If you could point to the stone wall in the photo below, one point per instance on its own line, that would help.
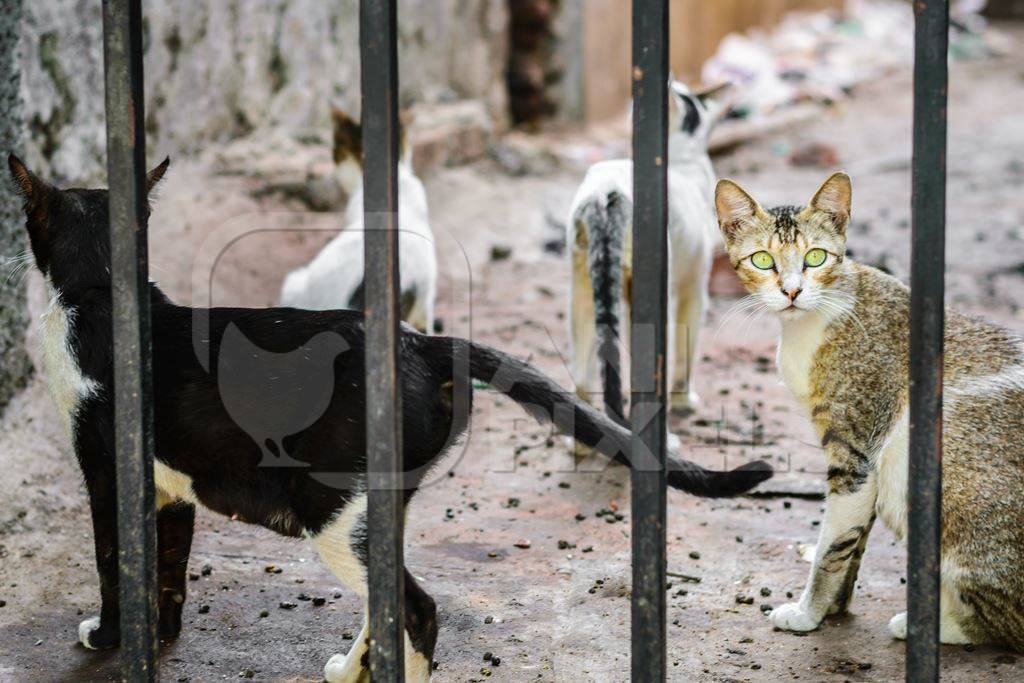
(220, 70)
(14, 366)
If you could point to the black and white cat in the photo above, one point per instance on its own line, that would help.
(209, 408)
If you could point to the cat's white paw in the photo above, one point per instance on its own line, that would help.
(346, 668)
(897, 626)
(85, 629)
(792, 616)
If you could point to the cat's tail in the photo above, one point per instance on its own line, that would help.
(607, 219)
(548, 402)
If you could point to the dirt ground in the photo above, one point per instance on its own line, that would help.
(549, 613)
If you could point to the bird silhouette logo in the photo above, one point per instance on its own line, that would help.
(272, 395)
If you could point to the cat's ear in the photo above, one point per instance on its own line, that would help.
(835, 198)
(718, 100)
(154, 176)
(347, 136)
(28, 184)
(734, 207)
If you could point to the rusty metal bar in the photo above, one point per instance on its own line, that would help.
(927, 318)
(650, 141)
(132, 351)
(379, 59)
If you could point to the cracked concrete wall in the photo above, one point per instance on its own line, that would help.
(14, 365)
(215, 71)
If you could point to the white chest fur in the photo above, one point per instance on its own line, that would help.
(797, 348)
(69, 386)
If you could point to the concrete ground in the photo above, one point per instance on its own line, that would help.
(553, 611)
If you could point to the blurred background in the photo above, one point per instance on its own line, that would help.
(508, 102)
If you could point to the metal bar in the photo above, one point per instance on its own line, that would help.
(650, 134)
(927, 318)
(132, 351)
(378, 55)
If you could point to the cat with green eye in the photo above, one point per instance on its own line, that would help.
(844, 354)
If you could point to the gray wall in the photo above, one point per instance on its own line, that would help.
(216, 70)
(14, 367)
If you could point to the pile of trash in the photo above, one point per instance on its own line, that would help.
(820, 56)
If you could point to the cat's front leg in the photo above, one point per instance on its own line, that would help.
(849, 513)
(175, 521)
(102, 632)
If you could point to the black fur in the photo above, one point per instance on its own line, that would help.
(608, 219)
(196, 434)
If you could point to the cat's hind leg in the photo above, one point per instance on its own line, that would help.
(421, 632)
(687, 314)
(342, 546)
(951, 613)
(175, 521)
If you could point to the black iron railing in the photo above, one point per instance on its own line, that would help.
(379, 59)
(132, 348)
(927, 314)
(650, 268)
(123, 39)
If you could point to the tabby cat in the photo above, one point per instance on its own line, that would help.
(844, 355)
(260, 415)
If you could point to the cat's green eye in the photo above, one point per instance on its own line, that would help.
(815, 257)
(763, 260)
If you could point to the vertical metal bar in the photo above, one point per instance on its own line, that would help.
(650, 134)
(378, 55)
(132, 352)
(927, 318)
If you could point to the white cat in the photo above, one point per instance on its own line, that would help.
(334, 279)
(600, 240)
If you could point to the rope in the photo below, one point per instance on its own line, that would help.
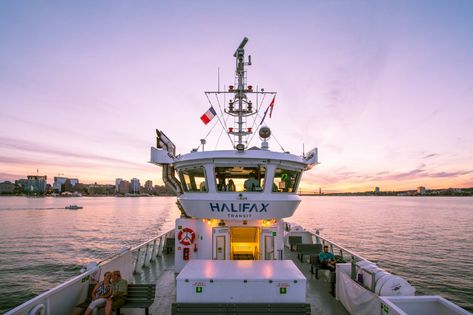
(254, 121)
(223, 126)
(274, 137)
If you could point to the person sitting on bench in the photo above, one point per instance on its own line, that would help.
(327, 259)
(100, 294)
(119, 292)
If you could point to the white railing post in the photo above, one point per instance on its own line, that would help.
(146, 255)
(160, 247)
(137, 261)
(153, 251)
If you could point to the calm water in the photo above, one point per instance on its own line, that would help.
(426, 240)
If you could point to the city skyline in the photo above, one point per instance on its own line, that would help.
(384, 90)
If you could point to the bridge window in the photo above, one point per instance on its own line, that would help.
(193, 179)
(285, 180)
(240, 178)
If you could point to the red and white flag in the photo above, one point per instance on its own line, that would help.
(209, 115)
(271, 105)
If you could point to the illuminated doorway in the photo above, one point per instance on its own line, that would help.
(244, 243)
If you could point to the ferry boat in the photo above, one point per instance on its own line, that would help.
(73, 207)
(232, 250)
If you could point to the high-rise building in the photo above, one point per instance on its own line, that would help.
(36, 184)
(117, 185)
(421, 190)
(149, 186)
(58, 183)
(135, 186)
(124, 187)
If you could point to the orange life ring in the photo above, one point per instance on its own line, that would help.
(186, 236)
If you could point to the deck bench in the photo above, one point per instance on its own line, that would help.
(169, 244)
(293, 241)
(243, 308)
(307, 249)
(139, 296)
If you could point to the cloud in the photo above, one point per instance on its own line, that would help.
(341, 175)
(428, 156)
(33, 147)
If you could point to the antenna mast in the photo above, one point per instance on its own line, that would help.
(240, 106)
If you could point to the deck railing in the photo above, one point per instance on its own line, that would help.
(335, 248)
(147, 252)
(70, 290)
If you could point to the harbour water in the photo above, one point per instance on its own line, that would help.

--

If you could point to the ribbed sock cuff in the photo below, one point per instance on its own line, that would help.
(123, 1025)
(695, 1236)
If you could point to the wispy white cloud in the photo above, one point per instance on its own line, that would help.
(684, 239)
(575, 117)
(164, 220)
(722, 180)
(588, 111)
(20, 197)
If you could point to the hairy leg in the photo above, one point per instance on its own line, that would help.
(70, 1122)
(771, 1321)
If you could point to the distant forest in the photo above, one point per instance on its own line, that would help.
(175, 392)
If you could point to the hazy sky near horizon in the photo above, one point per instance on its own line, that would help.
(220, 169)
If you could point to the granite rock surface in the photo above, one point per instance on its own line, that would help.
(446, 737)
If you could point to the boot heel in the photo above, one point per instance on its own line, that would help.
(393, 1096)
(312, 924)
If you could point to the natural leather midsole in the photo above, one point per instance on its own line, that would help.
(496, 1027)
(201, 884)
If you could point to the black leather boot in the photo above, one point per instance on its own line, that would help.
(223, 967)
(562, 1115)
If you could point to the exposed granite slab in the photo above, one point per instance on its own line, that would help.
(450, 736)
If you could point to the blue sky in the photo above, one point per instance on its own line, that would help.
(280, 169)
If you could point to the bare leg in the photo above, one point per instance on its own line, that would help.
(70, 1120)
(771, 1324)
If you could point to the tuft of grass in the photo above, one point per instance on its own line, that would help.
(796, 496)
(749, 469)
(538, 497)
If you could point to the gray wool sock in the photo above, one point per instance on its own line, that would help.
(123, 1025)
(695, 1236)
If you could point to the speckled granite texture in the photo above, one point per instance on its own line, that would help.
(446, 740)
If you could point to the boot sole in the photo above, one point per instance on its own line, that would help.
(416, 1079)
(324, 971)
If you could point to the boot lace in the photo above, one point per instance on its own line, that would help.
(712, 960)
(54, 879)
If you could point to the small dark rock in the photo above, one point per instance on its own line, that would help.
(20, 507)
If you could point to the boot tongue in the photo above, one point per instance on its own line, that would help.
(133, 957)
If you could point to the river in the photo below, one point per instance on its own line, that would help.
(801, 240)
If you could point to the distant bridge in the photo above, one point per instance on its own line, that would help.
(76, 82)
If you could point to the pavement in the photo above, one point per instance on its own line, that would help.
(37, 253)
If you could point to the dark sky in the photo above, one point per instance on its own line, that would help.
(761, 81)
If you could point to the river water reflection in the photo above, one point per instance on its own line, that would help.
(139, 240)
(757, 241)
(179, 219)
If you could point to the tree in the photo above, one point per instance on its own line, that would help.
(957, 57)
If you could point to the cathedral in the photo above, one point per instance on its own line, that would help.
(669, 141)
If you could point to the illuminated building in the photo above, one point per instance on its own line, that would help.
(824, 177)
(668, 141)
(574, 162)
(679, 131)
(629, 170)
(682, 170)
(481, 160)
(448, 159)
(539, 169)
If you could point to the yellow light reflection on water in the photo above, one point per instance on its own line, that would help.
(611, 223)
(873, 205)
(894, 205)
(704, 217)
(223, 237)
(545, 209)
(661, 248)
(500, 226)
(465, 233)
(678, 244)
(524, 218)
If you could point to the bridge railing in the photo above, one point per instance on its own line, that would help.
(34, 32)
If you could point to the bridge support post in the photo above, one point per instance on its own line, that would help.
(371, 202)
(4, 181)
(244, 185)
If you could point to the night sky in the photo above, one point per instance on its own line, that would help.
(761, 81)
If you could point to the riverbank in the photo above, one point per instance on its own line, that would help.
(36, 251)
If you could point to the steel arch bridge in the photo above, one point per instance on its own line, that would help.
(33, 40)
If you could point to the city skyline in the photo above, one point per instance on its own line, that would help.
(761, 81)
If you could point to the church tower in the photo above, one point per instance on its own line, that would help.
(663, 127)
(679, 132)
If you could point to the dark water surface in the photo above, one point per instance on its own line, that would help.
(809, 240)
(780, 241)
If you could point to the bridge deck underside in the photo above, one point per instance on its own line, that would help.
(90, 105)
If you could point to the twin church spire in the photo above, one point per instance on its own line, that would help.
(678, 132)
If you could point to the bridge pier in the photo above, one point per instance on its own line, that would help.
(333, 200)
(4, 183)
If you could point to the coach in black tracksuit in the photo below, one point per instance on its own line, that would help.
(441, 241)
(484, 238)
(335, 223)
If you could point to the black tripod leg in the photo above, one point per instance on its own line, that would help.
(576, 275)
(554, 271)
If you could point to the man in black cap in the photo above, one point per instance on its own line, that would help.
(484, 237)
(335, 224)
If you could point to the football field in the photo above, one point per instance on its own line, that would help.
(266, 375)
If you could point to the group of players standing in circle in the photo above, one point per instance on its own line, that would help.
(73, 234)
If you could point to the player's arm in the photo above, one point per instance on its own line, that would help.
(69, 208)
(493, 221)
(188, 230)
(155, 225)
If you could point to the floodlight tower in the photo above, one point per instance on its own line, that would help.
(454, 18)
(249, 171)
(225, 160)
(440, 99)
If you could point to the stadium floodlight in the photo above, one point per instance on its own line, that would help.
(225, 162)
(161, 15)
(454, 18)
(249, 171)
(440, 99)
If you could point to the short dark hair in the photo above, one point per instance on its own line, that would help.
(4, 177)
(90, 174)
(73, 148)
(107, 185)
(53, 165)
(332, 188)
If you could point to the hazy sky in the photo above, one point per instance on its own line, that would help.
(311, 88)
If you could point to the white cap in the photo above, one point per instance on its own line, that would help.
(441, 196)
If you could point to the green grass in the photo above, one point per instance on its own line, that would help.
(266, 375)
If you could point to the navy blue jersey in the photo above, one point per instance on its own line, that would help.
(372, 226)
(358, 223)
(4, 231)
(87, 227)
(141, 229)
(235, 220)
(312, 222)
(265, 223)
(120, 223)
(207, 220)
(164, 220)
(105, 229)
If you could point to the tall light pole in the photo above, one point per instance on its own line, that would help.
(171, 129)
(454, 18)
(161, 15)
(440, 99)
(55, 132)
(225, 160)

---

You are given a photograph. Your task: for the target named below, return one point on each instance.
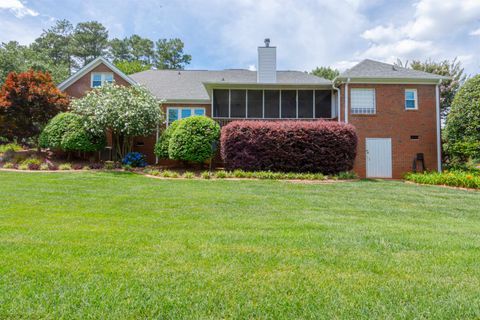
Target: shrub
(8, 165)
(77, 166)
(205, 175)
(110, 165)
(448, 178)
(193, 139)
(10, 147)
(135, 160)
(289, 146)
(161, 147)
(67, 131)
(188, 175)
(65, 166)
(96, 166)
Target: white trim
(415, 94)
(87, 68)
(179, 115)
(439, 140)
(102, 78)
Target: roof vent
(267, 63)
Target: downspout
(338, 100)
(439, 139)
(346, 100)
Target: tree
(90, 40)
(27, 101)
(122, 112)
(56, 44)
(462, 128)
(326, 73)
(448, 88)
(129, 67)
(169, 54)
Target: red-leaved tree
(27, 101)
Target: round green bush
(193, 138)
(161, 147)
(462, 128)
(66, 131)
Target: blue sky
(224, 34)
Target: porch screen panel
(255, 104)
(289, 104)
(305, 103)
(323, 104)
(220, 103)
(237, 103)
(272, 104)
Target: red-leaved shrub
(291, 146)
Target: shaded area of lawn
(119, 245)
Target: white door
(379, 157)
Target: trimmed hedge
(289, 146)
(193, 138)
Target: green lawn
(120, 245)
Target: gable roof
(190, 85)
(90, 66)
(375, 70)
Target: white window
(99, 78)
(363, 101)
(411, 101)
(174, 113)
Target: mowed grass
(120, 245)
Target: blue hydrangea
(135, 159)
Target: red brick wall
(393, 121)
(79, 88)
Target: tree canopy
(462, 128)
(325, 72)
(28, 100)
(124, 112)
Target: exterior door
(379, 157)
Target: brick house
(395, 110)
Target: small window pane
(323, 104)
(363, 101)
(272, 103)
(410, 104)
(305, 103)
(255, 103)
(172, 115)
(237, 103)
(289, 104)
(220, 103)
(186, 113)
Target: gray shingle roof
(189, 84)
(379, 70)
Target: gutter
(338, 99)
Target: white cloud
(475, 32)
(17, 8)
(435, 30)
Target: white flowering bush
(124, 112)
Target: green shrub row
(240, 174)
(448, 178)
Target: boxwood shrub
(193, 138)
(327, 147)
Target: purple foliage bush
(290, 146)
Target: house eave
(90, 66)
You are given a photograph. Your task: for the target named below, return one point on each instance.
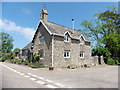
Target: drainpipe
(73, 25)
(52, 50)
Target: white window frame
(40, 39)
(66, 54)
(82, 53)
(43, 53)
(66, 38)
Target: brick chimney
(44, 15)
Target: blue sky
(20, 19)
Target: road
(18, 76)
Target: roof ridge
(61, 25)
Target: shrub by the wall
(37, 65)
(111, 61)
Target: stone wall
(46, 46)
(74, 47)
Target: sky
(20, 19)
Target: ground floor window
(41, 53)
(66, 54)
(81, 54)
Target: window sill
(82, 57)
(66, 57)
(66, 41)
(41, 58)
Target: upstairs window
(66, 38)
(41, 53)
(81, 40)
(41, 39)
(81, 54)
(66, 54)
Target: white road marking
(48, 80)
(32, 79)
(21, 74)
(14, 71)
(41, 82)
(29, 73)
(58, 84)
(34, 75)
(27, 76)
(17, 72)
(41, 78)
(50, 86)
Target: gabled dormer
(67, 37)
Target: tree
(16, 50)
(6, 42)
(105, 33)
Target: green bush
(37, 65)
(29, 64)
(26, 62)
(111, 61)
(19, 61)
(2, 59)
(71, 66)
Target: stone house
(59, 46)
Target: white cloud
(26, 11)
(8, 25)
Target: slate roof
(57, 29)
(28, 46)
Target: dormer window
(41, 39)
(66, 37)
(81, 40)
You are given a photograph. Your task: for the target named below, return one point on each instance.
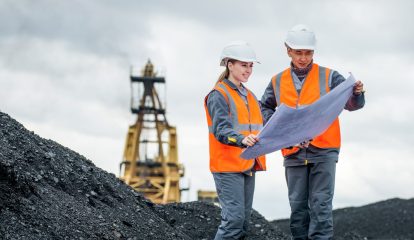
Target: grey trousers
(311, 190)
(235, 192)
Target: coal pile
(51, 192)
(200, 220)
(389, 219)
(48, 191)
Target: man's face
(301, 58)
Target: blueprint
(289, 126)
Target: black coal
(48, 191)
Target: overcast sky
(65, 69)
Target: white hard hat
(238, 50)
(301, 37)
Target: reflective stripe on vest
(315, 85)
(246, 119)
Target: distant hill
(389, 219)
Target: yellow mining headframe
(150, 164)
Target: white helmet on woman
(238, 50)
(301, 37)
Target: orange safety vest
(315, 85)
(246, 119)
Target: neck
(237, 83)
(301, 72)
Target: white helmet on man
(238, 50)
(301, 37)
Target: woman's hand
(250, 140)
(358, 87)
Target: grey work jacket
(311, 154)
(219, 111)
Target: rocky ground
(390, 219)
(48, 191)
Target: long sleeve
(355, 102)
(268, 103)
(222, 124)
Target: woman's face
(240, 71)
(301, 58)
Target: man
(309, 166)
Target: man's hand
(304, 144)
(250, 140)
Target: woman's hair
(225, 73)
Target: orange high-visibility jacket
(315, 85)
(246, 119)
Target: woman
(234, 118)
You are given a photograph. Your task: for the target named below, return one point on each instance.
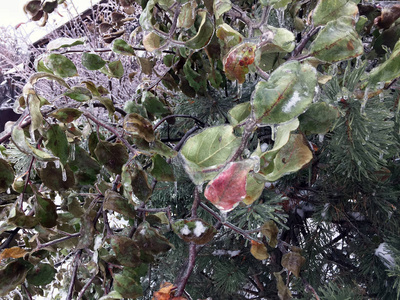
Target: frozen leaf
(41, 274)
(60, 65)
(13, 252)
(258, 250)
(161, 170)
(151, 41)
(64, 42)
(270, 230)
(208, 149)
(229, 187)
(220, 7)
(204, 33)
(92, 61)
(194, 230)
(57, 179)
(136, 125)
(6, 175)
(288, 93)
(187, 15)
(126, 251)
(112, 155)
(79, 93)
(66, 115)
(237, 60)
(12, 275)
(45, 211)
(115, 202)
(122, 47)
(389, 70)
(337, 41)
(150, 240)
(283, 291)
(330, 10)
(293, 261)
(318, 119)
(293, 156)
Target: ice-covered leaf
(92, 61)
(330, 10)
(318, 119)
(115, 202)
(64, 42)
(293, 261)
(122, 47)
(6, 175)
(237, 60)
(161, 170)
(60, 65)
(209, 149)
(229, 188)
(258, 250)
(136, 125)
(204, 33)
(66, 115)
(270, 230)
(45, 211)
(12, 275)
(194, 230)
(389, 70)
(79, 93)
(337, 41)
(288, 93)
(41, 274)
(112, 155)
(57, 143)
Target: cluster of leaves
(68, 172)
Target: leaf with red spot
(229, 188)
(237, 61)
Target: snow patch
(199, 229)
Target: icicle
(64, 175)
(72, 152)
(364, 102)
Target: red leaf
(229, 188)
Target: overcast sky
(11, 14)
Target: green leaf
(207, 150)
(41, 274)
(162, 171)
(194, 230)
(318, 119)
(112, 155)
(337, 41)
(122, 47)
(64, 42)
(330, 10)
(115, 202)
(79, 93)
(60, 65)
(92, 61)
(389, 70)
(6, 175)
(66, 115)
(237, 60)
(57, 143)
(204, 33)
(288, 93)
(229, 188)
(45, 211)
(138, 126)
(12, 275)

== Problem to work on ==
In the listing above, find the line with "If you could point to the cloud" and the line with "If you could point to the harbour"; output exactly those lines and all lines between them.

== Task answer ==
If you could point to the cloud in the photo above, one point per instance on its own line, that would help.
(341, 175)
(428, 156)
(33, 147)
If you could point to the antenna mast in the photo above, one point per instance on its own line, that would help.
(240, 106)
If you could point to the deck railing in the photo above, one point per instance on its own line, that would help.
(335, 248)
(147, 252)
(70, 290)
If you could point to the harbour water in the photo above, one point per instance on its own line, that would help.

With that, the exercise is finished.